• OBJECTIVE: Pick out every line in the material below that contains the string "pavement", and copy each of those lines.

• DATASET EXTRACT:
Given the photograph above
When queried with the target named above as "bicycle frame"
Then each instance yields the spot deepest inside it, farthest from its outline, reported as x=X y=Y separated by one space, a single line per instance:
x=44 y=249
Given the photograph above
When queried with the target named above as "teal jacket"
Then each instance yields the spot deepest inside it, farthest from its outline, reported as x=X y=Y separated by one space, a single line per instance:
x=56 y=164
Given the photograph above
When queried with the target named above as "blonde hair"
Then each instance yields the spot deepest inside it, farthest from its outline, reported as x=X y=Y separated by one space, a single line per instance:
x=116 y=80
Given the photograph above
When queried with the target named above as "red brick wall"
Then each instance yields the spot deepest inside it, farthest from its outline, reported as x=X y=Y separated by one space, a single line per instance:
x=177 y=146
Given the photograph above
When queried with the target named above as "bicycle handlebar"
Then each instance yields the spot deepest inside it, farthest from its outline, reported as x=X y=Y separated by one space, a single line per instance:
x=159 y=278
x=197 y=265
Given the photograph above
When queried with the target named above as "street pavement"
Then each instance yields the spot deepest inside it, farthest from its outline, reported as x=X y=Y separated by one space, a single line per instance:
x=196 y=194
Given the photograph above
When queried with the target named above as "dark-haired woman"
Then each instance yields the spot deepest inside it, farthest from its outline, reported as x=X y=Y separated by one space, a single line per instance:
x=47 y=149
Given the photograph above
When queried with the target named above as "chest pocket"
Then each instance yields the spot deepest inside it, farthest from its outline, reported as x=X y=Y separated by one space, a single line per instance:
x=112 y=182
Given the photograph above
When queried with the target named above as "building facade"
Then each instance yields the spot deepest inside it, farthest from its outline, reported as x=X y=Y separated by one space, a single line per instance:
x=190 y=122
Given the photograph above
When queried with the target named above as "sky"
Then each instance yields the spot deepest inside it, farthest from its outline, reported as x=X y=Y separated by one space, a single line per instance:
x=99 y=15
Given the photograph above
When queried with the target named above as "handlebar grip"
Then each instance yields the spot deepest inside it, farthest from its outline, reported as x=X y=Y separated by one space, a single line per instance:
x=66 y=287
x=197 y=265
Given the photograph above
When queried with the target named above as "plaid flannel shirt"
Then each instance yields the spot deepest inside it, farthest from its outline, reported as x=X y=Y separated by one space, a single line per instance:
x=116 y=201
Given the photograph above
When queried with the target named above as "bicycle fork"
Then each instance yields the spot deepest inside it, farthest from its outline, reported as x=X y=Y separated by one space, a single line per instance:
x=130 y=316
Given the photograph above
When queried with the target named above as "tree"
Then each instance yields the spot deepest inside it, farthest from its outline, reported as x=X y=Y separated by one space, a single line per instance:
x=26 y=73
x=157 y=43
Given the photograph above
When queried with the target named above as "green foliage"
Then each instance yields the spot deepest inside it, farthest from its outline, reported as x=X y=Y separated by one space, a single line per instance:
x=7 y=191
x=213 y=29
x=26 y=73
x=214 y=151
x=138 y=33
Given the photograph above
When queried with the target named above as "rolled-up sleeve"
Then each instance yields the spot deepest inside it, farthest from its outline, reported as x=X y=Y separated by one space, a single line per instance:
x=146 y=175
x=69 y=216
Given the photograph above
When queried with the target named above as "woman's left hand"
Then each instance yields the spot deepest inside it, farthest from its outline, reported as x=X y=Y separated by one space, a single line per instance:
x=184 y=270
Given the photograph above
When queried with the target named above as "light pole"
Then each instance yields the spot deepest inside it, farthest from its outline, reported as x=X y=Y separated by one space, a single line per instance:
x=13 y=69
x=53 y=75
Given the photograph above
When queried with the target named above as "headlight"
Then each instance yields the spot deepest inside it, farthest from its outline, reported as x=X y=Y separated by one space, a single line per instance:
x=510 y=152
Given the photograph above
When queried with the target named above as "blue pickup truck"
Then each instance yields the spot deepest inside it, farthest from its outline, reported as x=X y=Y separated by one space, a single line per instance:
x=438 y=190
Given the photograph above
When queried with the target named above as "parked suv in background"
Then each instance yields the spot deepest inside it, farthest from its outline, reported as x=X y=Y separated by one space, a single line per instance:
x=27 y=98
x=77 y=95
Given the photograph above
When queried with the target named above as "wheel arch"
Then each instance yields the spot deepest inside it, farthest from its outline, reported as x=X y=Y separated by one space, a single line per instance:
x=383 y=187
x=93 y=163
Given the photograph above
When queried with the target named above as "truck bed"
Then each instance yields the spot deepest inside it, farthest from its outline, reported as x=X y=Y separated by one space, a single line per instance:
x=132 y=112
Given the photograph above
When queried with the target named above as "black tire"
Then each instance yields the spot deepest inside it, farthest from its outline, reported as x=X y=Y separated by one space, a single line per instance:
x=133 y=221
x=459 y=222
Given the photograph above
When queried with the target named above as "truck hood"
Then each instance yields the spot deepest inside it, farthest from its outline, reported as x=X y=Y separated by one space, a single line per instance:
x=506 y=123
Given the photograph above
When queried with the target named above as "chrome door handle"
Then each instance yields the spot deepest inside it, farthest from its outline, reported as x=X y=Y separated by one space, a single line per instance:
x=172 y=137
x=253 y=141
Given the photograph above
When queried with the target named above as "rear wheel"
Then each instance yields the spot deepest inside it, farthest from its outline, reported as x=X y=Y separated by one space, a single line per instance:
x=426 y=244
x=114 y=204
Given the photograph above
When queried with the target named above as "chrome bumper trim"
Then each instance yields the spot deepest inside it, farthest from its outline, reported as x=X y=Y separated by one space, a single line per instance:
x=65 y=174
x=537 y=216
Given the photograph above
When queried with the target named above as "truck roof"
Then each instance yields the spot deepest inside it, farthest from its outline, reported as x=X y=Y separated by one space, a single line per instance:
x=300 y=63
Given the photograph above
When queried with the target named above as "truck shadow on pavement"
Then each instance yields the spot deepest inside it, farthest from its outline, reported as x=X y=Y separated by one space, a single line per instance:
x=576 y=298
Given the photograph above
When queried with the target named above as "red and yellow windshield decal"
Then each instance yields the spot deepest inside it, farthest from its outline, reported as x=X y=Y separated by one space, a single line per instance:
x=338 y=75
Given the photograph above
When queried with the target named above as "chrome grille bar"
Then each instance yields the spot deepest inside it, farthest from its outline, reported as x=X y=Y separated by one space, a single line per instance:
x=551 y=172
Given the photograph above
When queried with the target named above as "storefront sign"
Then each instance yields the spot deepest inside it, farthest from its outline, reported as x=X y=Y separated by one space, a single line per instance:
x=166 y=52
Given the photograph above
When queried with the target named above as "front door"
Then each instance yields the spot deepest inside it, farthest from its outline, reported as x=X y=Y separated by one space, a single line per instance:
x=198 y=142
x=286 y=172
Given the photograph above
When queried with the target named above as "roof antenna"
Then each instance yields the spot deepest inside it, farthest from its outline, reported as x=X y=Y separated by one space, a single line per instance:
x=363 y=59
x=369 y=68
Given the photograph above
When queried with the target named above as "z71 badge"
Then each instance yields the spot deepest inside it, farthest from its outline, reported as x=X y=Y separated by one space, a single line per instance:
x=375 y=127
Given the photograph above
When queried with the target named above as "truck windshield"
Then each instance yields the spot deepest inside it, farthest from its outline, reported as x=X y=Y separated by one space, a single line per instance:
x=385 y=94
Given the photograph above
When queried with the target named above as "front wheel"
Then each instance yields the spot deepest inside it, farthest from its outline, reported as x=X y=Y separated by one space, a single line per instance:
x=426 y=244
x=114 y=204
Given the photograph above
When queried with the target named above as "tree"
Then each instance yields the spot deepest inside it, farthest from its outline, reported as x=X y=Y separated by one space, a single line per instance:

• SOLUTION FOR THIS PROBLEM:
When queried with the target named above as "street pavement"
When queried with the target named above as "truck shadow on pavement"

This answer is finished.